*PROBLEM*: In the text on organic food below, rewrite the paragraph beginning "We have an official new" in fewer words, keeping its main facts.

*PROVIDED TEXT*:

Misrepresentation: Organic is better for the environment. If all-organic farming required the world to give up nitrogen fertilizer, and it took the manure from another 7 to 8 billion cattle to replace it, every bit of forest and wild meadow on the planet would have to be converted to cattle pasture. That hardly seems “better for the environment.”
Is it time for a congressional hearing on the claims and merits of organic food and farming?
We have an official new U.S. Department of Agriculture Organic Seal. When Secretary of Agriculture Glickman announced the organic standards, he said, “Organic is about how it is produced. Just because something is labeled as organic does not mean it is superior, safer or healthier than conventional food.”
The National Food processors Association asked the USDA to require that the organic labels include a statement saying the products are no more safe or nutritious than conventional foods. Is such a disclaimer still needed to prevent the seal from misleading consumers? About two-thirds of U.S. consumers in polls say the USDA organic seal means organic is better.
Britain’s No-Nonsense Organic Advertising
You’ll be interested in some of the British Advertising Standards Authority’s recent rulings on organic:
Claim: “Organic. As natural as nature intended. It’s the environmentally friendly alternative to chemicals, fertilizers and pesticides that can damage the soil and kill off nature’s own nutrients.”
ASA ruling: Misleading. The EU permits organics to use chemicals including slag, crude potassium salt, elemental sulphur, and insecticides such as Derris dust. Most readers would understand these substances to be “chemicals,” “fertilizers” or “pesticides.”
Claim: “[Organic food] is the safe choice for your family.”
ASA ruling: Misleading. Implies, without proof, that non-organic food is unsafe.
Claim: “You can taste the difference [in organic food].”
ASA ruling: Misleading. The advertisers sent the results of a poll in which 43 percent of consumers who expressed a preference for organic food said they preferred it because it tasted better. However, the ASA said it needed more rigorous evidence, such as blind taste tests.

Dataset items:

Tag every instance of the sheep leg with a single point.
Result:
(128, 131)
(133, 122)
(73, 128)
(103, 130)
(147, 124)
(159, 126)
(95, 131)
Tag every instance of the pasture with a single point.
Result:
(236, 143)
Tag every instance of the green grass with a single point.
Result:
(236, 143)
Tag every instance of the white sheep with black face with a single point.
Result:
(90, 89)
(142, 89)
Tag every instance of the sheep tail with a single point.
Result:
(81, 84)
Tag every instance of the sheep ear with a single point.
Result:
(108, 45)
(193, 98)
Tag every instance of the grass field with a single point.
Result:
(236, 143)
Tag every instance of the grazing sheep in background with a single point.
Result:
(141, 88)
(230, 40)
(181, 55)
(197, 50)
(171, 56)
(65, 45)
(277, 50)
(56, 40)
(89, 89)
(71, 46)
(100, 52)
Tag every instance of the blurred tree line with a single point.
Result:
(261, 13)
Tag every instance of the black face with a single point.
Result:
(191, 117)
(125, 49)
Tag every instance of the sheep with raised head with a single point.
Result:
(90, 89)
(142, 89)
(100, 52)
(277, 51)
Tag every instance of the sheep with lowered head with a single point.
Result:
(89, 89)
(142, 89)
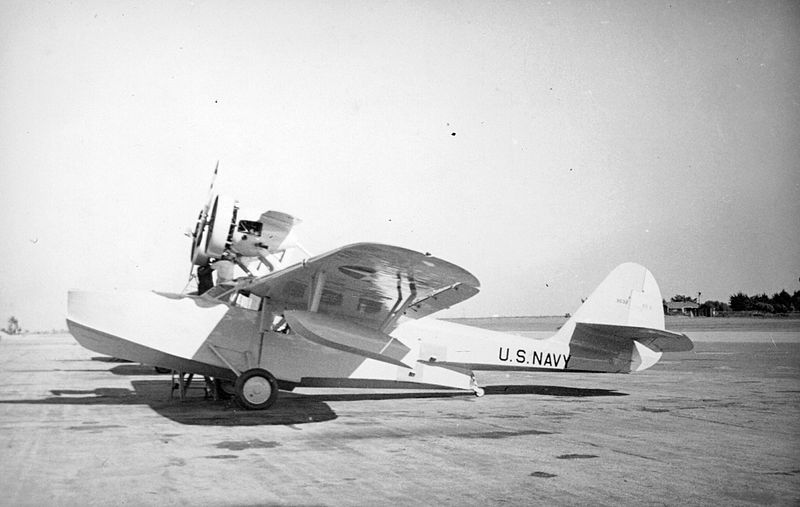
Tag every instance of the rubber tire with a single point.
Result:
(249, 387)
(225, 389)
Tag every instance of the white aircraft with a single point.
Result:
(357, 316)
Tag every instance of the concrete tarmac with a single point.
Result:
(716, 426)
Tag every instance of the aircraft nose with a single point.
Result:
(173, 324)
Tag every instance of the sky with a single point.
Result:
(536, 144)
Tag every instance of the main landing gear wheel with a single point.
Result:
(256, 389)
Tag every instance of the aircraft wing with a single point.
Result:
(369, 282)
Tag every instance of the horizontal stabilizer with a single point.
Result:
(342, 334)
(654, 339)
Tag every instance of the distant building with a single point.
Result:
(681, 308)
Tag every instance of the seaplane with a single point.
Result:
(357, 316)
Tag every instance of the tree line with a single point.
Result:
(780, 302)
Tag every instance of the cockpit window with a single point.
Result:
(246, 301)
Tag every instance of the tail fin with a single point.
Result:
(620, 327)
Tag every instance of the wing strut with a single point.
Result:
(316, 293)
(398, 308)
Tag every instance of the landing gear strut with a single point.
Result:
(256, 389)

---

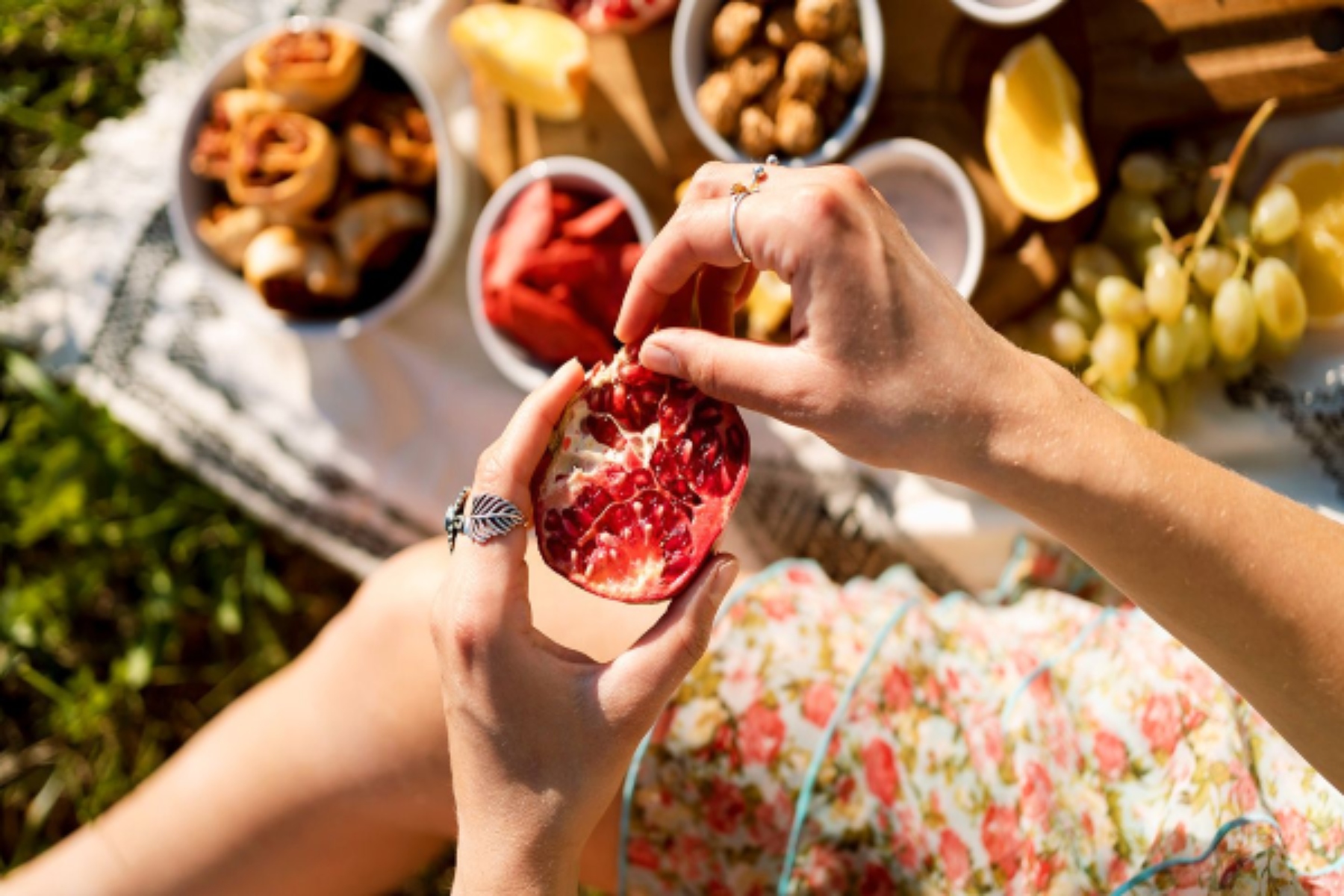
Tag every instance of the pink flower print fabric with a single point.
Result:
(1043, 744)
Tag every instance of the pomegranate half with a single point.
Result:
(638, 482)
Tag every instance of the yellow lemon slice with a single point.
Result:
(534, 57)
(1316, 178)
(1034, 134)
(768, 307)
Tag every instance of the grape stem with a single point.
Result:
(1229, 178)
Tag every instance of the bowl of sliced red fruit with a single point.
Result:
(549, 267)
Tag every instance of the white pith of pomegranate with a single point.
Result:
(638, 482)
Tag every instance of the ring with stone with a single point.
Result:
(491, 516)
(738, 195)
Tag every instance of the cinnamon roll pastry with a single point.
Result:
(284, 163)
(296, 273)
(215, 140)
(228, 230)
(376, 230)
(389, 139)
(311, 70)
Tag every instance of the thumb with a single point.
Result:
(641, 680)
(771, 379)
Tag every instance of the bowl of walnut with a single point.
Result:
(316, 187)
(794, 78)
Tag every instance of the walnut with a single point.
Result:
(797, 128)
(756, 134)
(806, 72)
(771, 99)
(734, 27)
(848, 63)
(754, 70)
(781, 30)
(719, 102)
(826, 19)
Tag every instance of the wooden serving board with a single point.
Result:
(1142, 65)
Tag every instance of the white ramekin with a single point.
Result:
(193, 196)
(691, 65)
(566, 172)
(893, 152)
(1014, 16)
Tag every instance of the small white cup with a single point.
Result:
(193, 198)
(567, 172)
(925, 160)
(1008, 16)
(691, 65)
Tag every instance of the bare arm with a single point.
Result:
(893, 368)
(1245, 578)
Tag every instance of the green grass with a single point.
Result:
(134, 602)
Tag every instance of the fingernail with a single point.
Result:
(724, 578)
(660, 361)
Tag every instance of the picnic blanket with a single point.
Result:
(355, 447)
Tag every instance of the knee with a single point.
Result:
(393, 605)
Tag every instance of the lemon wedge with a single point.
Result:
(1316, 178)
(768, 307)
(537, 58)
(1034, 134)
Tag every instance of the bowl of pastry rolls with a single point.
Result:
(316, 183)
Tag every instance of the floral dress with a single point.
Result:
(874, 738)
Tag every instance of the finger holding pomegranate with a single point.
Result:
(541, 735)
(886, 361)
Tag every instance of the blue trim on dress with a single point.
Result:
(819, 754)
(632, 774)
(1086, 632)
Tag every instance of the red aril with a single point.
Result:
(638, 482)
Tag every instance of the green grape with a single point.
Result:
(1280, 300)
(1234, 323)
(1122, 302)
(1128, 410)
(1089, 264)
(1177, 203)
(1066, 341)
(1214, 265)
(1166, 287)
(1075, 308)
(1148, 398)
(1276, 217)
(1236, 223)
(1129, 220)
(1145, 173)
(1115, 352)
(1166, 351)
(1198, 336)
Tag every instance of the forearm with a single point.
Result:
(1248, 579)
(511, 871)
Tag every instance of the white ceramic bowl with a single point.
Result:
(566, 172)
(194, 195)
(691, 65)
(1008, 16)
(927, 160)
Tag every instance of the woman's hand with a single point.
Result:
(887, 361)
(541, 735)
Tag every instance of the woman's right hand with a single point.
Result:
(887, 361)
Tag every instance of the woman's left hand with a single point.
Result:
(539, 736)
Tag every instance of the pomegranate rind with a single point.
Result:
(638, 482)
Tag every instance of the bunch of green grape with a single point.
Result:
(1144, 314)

==

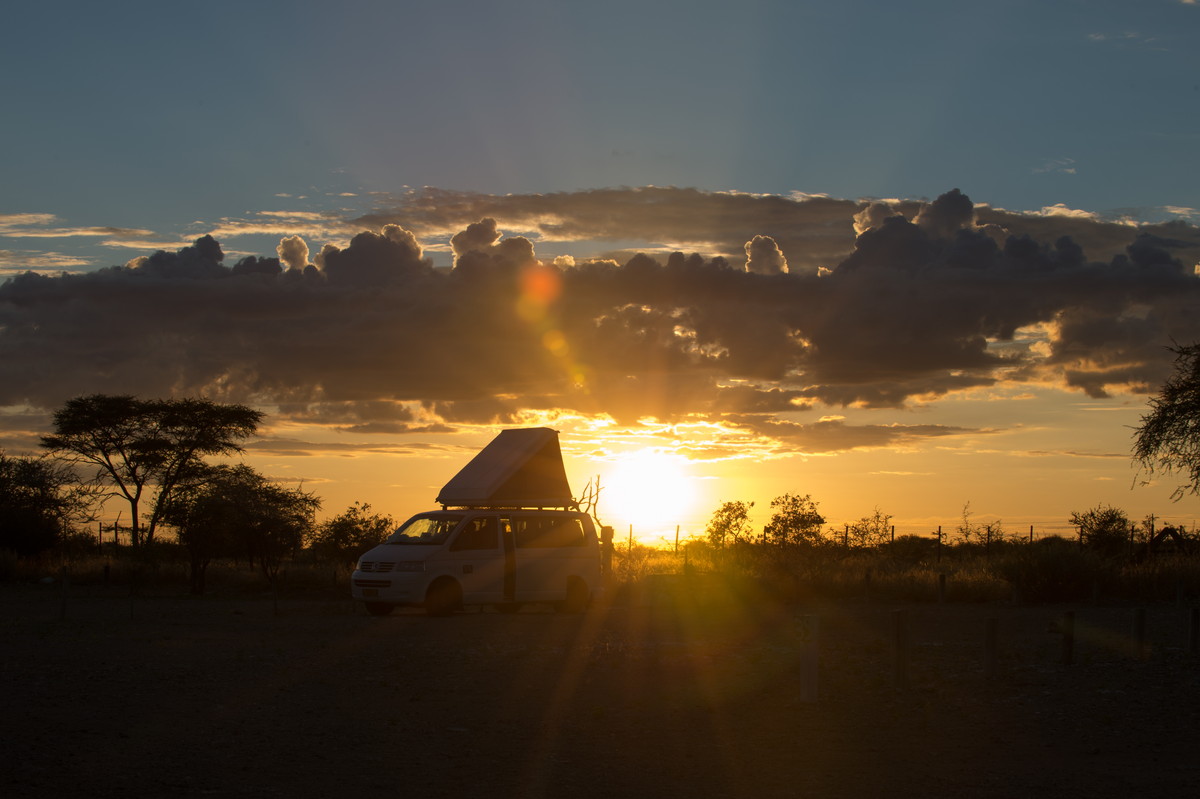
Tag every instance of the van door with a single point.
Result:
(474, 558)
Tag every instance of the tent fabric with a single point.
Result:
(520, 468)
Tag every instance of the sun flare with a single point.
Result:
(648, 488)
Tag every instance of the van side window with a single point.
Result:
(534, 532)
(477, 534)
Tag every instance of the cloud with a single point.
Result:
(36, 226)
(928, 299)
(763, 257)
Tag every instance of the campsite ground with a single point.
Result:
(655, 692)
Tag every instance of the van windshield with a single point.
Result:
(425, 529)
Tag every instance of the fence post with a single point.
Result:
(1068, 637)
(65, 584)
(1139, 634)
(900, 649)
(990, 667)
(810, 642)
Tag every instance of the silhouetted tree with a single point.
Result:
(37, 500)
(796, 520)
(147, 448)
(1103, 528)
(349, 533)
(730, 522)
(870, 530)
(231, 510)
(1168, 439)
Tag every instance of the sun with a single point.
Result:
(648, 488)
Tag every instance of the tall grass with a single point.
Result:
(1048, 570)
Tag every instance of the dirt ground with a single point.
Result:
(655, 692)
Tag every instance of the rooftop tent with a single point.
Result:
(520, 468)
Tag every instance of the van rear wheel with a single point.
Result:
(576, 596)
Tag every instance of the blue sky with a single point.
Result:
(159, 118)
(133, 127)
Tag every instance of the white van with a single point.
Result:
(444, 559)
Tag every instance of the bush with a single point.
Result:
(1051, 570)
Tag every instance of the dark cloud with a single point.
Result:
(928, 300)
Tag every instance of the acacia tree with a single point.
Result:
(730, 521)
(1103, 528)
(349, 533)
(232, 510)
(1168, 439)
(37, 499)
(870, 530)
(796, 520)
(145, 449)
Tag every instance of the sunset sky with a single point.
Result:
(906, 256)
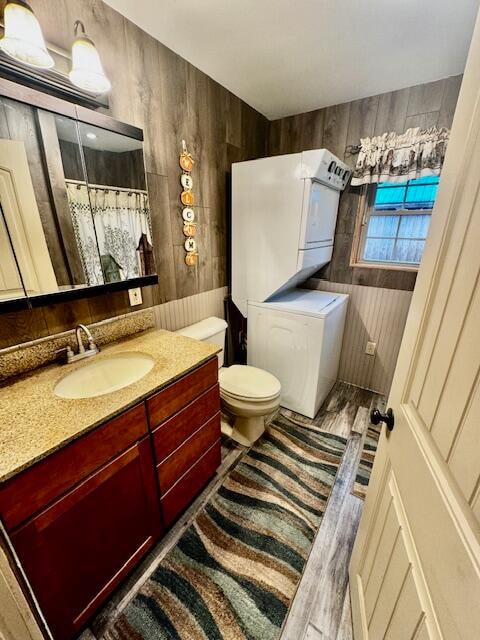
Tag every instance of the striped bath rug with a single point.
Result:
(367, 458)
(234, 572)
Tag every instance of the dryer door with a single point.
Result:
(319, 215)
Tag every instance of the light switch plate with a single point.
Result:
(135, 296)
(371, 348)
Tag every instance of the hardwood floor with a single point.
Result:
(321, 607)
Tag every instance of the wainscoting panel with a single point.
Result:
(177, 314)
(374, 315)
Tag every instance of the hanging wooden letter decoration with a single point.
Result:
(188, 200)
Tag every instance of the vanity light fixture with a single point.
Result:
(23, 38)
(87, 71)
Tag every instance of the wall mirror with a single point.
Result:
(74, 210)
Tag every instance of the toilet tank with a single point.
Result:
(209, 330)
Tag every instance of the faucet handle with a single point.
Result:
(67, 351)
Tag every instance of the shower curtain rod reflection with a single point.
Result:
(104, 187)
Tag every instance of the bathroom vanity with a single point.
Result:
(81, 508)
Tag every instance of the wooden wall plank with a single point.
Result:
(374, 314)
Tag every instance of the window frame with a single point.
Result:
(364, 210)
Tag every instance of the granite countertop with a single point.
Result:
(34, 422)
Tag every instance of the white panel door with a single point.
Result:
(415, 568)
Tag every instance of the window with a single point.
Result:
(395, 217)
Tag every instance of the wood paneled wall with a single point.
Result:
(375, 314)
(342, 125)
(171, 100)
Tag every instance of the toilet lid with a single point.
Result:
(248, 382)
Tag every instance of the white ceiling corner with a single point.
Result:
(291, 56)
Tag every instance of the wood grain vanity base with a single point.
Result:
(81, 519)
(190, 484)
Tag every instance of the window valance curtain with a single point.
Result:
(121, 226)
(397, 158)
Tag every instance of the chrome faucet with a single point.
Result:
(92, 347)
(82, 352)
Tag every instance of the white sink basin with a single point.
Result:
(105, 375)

*WRITTEN REPLY*: The U.S. Department of Agriculture has a new official Organic Seal. Announcing the organic standards, Secretary of Agriculture Glickman said organic refers to how food is produced, and an organic label does not mean the food is superior, safer or healthier than conventional food.